Task statement:
Pick out and copy in full each line of the material below that contains the word "bark", treating uppercase and lowercase letters as different.

Input material:
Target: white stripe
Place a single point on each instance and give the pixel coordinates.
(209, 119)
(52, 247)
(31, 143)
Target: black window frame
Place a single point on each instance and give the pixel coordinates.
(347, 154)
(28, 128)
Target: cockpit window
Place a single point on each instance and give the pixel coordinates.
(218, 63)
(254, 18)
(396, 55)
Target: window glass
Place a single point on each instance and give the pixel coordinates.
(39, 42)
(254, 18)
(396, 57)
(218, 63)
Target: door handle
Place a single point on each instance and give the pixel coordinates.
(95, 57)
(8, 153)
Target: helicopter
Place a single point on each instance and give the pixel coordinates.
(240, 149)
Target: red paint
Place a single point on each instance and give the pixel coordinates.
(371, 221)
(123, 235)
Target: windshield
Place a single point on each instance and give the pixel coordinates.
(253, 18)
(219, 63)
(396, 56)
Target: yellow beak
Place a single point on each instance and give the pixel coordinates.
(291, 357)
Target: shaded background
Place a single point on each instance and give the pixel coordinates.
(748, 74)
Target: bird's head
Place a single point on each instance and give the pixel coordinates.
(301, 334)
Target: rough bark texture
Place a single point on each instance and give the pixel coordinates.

* * *

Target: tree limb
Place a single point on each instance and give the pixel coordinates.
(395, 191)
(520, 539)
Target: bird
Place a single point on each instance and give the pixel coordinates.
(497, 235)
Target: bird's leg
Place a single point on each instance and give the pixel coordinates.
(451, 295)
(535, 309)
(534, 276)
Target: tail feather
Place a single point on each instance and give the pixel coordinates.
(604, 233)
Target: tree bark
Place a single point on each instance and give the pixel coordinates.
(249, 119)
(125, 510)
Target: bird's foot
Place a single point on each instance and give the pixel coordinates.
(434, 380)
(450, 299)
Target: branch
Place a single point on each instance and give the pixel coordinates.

Problem solution:
Target: rough bark texture
Target: tree bark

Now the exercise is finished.